== Text section ==

A new FDA-approved birth control pill will give women just four periods per year. But is it safe to stanch the flow?
Nov 25, 2003 | Menstruation never suited Angela Fontaine. Between swimming, fishing, skiing, raising a 9-year-old daughter, and working 12-hour shifts as a labor and delivery nurse, there wasn't enough time to waste a few days each month feeling bloated and cranky. So when the 29-year-old from Jacksonville, Fla., learned she could do away with her periods -- or at least most of them -- she jumped at the chance.
The opportunity came in the form of a clinical trial for a new type of birth control pill called Seasonale. Released this month by Barr Laboratories, Seasonale -- which gives women just four periods per year -- is the first FDA-approved birth control pill designed to overhaul the time-honored monthly cycle. While the FDA and much of the medical community have already signed off on other period-suppressing contraceptive methods -- such as the injection known as Depo-Provera and the slow-release hormonal implant called Norplant, both of which cause irregular menstruation in some users, or stop it entirely -- the advent of Seasonale promises a newly predictable way of cutting down on periods.
Like traditional birth control pills, Seasonale contains synthetic estrogen and progesterone. And like the traditional pills, the new drug runs about a dollar per pill. The difference is that with Seasonale, women will take 84 days of the hormones -- as opposed to 21 -- before starting their seven-day course of placebos, and they will get their periods just once every three months.
"I felt much better on it, and I didn't have any side effects," says Fontaine. Now through with the yearlong trial, which included 682 women, and temporarily off the pill to try to conceive, she says that once her next child is born, she'll never go back to monthly menstruation.
Fontaine is far from alone. According to a study by the market research firm RoperASW, two-thirds of women say they would happily forgo menstruation if the method were safe. And their dreams may soon be realized, as many experts expect the next step will be a pill designed to do away with the period altogether. Indeed, some women are too eager to wait for a new drug. In recent years, more and more women have been opting out of their periods -- some on the advice of doctors who recommend menstrual suppression to relieve painful periods, and others who simply prefer to avoid the monthly hassle -- by taking regular birth control pills nonstop and skipping the seven days of placebos that come in each pack.

===
== Supplied information ==

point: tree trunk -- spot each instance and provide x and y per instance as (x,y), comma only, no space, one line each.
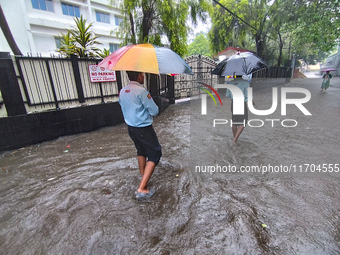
(8,35)
(280,49)
(259,45)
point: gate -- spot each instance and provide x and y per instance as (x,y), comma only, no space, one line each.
(186,85)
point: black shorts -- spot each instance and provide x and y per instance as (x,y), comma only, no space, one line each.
(146,142)
(240,119)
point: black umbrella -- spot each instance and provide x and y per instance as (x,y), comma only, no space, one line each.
(240,64)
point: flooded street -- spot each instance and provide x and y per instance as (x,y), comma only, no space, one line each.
(75,195)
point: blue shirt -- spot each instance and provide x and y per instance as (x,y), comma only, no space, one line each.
(241,84)
(137,105)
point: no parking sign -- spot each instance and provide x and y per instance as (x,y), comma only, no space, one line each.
(100,74)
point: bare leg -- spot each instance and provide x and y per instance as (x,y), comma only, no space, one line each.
(141,164)
(234,129)
(238,133)
(150,166)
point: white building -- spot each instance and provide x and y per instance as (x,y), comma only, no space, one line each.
(37,25)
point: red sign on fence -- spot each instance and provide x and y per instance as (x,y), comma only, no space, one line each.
(100,74)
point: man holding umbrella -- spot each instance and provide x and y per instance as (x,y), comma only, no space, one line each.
(240,66)
(138,109)
(137,104)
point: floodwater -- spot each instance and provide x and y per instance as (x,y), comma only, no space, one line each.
(75,195)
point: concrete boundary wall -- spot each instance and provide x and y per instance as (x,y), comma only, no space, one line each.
(23,130)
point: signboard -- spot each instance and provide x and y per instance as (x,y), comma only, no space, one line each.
(100,74)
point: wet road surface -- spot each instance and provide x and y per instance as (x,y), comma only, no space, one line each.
(75,195)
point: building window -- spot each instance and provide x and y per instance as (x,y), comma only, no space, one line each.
(70,10)
(113,47)
(118,20)
(103,17)
(45,5)
(58,42)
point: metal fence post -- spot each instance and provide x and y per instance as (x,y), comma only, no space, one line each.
(170,81)
(75,66)
(10,89)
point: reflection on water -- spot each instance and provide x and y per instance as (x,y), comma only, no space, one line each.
(75,195)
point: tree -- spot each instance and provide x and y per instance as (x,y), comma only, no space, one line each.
(318,24)
(67,46)
(146,21)
(200,46)
(250,18)
(276,27)
(79,40)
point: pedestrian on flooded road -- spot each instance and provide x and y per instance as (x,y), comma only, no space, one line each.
(239,121)
(138,110)
(326,81)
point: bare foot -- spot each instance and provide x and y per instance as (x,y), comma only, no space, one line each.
(143,190)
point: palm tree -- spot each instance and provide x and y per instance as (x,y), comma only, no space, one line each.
(104,53)
(79,40)
(67,46)
(84,39)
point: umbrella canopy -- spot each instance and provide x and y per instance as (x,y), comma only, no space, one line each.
(328,69)
(240,64)
(146,58)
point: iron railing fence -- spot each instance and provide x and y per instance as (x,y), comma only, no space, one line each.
(187,85)
(60,81)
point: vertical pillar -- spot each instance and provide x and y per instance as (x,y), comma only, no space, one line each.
(170,81)
(9,87)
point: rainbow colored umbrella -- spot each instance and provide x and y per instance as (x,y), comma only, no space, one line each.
(146,58)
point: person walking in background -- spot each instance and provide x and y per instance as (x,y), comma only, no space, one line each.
(326,81)
(239,121)
(138,110)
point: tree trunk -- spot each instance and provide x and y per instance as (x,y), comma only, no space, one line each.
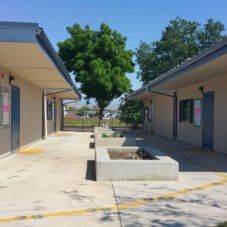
(100,114)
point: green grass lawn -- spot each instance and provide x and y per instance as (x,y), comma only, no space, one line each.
(222,224)
(77,121)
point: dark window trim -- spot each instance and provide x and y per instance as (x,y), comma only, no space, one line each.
(191,115)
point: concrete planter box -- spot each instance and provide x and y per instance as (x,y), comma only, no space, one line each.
(101,129)
(113,141)
(162,169)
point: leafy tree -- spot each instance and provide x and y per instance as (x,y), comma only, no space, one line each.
(180,40)
(99,60)
(82,110)
(131,112)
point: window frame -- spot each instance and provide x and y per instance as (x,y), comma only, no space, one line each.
(190,111)
(49,110)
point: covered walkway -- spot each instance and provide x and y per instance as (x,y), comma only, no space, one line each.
(53,184)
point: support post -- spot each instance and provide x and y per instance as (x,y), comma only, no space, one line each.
(175,115)
(45,113)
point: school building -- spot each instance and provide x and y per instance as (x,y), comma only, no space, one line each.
(189,103)
(33,85)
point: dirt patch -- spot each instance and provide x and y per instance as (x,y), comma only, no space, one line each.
(139,154)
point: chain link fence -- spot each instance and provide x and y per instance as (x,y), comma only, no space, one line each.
(74,120)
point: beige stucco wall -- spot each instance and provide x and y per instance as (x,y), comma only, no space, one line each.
(59,114)
(147,123)
(188,132)
(5,132)
(30,111)
(163,115)
(50,123)
(219,86)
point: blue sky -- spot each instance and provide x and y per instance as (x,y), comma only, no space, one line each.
(136,19)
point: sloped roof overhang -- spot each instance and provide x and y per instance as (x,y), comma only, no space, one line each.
(207,65)
(26,51)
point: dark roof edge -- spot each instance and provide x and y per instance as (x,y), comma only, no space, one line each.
(33,33)
(18,25)
(44,41)
(188,62)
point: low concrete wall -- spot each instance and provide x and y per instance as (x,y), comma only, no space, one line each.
(101,129)
(163,169)
(114,142)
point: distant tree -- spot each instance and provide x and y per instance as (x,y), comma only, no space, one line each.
(180,40)
(71,108)
(82,111)
(99,60)
(131,112)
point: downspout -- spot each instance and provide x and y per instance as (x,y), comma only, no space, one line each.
(175,115)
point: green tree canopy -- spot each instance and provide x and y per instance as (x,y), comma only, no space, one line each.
(131,112)
(180,40)
(99,60)
(82,111)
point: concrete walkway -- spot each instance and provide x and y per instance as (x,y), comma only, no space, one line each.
(53,184)
(60,179)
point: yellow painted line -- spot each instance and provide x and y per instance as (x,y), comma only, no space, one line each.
(111,208)
(31,151)
(221,174)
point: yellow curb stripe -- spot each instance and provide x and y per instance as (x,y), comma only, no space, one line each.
(221,174)
(31,151)
(111,208)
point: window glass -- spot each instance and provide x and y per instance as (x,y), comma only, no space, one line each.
(186,110)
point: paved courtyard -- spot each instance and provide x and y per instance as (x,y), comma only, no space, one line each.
(53,184)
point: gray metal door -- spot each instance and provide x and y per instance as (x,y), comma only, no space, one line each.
(15,118)
(208,119)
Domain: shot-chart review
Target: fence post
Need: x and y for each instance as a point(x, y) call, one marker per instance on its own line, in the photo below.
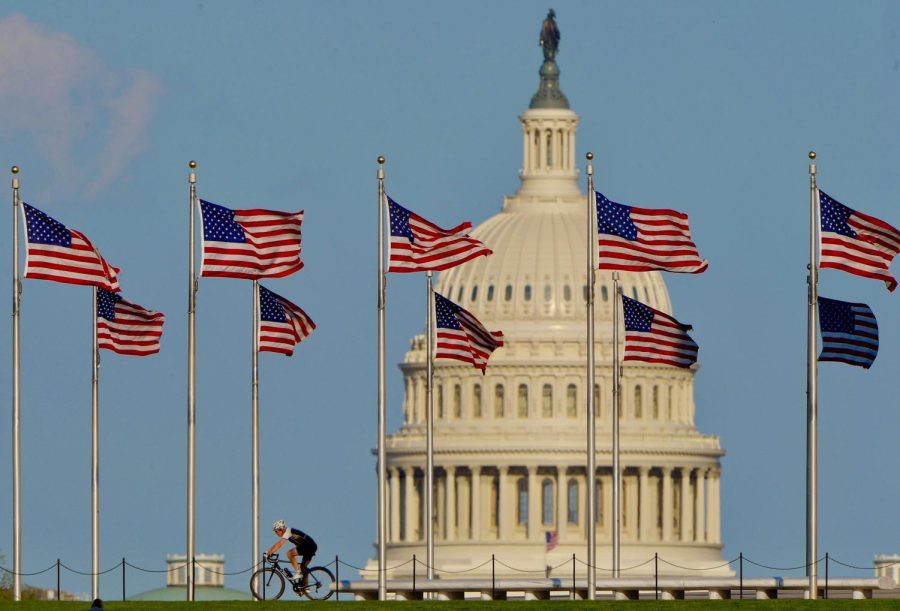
point(493, 579)
point(573, 576)
point(656, 573)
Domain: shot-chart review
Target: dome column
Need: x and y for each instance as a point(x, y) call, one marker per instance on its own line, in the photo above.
point(667, 504)
point(451, 499)
point(644, 510)
point(700, 528)
point(475, 500)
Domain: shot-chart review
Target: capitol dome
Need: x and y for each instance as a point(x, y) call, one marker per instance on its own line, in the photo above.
point(510, 450)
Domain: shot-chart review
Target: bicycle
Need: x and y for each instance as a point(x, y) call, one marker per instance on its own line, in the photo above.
point(267, 583)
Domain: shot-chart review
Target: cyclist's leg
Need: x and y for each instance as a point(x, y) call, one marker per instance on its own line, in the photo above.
point(292, 556)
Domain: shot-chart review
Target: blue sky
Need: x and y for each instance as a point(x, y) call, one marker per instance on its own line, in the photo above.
point(707, 107)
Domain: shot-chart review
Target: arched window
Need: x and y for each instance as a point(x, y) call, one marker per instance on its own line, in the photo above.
point(523, 401)
point(522, 502)
point(572, 496)
point(571, 401)
point(547, 502)
point(547, 401)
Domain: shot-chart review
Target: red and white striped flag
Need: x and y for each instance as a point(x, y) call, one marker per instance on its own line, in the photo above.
point(418, 245)
point(654, 337)
point(54, 252)
point(125, 327)
point(855, 242)
point(250, 244)
point(645, 239)
point(461, 336)
point(282, 325)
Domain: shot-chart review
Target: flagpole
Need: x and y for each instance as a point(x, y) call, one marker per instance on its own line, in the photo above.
point(429, 427)
point(254, 428)
point(16, 430)
point(382, 398)
point(591, 421)
point(95, 453)
point(812, 386)
point(617, 468)
point(192, 384)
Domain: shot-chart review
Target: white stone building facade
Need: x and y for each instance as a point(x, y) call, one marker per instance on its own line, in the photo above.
point(510, 446)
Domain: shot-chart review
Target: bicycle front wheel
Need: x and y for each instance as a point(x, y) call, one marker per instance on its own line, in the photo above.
point(319, 584)
point(267, 584)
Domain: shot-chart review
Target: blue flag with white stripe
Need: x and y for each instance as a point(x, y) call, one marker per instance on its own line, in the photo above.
point(849, 332)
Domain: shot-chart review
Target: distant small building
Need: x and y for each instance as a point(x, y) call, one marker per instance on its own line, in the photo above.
point(209, 585)
point(888, 565)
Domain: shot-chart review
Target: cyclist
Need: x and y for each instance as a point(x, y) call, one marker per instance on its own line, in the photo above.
point(305, 547)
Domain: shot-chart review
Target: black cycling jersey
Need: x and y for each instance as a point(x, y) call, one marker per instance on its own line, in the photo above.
point(301, 539)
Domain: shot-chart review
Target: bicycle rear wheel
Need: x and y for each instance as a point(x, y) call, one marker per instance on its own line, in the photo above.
point(319, 583)
point(267, 584)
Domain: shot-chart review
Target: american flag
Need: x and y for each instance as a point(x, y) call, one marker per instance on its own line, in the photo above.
point(418, 245)
point(552, 539)
point(645, 239)
point(849, 332)
point(855, 242)
point(461, 336)
point(57, 253)
point(125, 327)
point(654, 337)
point(282, 325)
point(249, 244)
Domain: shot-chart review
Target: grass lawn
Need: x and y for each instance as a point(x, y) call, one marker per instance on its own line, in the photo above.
point(692, 605)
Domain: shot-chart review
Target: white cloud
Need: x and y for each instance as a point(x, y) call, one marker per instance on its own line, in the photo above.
point(85, 120)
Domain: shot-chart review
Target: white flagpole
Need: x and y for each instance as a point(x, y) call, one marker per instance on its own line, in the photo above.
point(591, 421)
point(95, 453)
point(16, 429)
point(812, 384)
point(254, 428)
point(382, 397)
point(429, 427)
point(192, 385)
point(617, 468)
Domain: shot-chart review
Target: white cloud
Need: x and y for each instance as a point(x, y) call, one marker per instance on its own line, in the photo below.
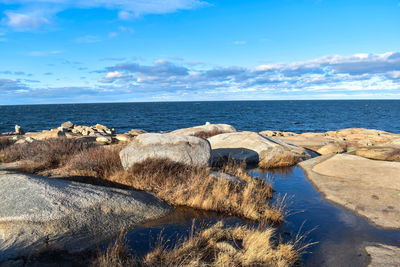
point(126, 29)
point(239, 42)
point(112, 34)
point(42, 53)
point(329, 77)
point(20, 21)
point(32, 13)
point(361, 72)
point(88, 39)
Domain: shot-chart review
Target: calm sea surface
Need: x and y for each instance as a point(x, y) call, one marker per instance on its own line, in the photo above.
point(295, 116)
point(339, 233)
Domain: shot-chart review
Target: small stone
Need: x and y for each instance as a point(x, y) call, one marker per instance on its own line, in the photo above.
point(19, 130)
point(67, 125)
point(104, 139)
point(123, 138)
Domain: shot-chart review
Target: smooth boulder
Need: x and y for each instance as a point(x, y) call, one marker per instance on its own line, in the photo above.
point(370, 188)
point(188, 150)
point(383, 255)
point(39, 214)
point(255, 148)
point(379, 153)
point(206, 130)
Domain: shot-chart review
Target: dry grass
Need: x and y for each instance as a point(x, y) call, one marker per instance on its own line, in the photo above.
point(116, 255)
point(182, 185)
point(285, 159)
point(42, 155)
point(99, 162)
point(5, 142)
point(204, 134)
point(214, 246)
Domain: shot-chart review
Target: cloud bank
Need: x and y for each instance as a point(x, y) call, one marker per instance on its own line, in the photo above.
point(31, 14)
point(329, 77)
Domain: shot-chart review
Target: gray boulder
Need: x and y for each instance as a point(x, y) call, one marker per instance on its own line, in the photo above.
point(188, 150)
point(39, 214)
point(208, 129)
point(255, 148)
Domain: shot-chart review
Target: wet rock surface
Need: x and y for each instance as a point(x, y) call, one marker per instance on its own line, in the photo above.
point(368, 187)
point(255, 148)
point(39, 214)
point(188, 150)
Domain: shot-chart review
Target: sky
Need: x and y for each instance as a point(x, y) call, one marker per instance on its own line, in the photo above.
point(82, 51)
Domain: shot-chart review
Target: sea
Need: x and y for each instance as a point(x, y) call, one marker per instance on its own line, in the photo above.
point(336, 235)
point(294, 116)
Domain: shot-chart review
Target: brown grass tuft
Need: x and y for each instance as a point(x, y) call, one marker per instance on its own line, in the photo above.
point(204, 134)
point(214, 246)
point(285, 159)
point(192, 186)
point(116, 255)
point(5, 142)
point(232, 246)
point(99, 162)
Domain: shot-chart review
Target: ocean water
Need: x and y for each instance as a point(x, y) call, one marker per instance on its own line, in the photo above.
point(295, 116)
point(339, 233)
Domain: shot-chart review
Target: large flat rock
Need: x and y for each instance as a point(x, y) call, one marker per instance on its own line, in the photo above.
point(39, 214)
point(383, 255)
point(255, 148)
point(368, 187)
point(208, 129)
point(188, 150)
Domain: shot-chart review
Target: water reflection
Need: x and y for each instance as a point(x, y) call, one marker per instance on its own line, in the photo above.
point(339, 232)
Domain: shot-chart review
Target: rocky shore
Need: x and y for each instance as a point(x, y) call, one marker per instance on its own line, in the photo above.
point(356, 168)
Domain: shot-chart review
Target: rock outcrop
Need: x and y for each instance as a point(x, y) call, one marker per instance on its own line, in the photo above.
point(255, 148)
point(188, 150)
point(379, 153)
point(370, 188)
point(206, 130)
point(39, 214)
point(383, 255)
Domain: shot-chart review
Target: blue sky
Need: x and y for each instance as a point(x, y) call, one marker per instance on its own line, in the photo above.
point(64, 51)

===

**Task prompt**
Change "nonstop" to "continuously" in the text about the Seasonale birth control pill, giving it again starting with "Fontaine is far" and going on through "in each pack.".

**Output of the exercise**
Fontaine is far from alone. According to a study by the market research firm RoperASW, two-thirds of women say they would happily forgo menstruation if the method were safe. And their dreams may soon be realized, as many experts expect the next step will be a pill designed to do away with the period altogether. Indeed, some women are too eager to wait for a new drug. In recent years, more and more women have been opting out of their periods -- some on the advice of doctors who recommend menstrual suppression to relieve painful periods, and others who simply prefer to avoid the monthly hassle -- by taking regular birth control pills continuously and skipping the seven days of placebos that come in each pack.